STATED TASK –
Pull out each line of the records that contains the word "rocky", copying every one of them in full. Case counts, so a line matches only if the letters are uppercase or lowercase in the same places.

RECORD LIST –
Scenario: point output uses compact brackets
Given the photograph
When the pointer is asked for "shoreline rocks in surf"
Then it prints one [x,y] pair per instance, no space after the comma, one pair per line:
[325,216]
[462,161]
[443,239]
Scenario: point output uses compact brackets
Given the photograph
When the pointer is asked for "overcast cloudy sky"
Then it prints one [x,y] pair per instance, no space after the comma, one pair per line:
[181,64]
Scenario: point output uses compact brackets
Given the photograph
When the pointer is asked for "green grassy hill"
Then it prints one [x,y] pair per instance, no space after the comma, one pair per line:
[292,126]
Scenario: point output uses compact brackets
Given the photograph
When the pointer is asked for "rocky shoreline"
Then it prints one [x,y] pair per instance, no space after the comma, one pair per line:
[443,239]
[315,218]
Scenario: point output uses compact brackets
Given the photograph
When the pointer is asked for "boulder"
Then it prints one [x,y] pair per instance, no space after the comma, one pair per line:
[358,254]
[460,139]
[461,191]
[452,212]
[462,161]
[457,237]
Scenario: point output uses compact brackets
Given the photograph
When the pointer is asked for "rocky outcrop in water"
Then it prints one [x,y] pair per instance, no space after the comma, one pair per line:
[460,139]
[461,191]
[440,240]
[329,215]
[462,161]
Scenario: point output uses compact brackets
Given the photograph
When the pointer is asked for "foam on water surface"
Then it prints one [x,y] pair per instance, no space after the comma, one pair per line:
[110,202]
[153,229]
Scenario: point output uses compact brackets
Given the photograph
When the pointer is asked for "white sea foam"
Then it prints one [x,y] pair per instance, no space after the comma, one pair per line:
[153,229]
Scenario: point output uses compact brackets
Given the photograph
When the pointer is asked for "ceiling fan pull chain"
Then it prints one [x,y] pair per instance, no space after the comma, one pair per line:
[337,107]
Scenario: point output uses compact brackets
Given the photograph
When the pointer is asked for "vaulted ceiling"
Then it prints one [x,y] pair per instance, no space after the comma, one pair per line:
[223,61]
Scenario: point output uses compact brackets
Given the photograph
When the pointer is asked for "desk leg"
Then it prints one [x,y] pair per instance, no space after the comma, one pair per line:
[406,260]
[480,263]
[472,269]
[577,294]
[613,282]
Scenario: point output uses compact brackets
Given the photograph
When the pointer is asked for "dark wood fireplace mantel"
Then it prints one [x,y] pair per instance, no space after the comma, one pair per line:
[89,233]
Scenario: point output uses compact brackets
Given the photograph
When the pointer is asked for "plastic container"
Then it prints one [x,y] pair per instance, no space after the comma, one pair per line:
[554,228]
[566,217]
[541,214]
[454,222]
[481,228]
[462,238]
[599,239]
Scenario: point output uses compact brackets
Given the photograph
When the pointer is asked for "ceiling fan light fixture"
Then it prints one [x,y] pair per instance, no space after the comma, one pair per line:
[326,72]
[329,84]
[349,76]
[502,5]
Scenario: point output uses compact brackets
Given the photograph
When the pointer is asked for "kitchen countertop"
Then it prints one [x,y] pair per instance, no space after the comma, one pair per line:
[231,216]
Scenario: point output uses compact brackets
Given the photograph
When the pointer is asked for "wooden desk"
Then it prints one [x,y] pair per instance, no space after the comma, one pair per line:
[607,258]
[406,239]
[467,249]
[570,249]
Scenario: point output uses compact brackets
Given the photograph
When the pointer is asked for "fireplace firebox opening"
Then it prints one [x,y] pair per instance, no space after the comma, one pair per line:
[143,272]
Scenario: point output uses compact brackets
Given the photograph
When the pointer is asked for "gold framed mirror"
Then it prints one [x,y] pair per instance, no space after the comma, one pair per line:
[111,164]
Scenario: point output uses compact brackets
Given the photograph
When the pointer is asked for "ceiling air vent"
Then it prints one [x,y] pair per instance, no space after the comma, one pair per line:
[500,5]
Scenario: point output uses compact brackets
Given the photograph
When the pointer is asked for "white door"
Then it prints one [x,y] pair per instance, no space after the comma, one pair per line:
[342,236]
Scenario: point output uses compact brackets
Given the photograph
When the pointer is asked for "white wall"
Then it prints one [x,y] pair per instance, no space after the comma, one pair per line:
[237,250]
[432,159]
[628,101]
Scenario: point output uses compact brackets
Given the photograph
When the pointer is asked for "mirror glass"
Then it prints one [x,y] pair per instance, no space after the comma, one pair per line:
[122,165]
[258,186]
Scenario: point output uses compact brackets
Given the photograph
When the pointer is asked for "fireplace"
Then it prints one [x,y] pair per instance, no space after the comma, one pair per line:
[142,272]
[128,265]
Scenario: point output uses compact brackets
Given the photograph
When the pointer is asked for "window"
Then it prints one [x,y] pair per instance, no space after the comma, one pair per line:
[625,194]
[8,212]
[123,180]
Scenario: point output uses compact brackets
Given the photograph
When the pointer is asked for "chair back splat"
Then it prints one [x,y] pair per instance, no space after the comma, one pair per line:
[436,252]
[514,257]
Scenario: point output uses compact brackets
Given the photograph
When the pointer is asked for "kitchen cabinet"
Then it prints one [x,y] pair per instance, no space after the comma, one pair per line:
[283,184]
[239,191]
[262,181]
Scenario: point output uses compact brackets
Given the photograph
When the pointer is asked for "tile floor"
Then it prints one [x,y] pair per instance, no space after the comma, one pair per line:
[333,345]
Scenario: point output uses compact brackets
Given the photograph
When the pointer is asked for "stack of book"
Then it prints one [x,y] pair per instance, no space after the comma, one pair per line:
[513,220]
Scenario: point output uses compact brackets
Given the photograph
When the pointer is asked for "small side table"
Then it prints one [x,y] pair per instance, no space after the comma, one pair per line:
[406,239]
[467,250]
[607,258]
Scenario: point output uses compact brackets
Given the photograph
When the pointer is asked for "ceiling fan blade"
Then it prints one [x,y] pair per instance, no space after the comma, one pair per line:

OUTPUT OF THE EXERCISE –
When the pointer is asked for "rocky shoreline"
When the pointer is asked for "rocky outcrop in water"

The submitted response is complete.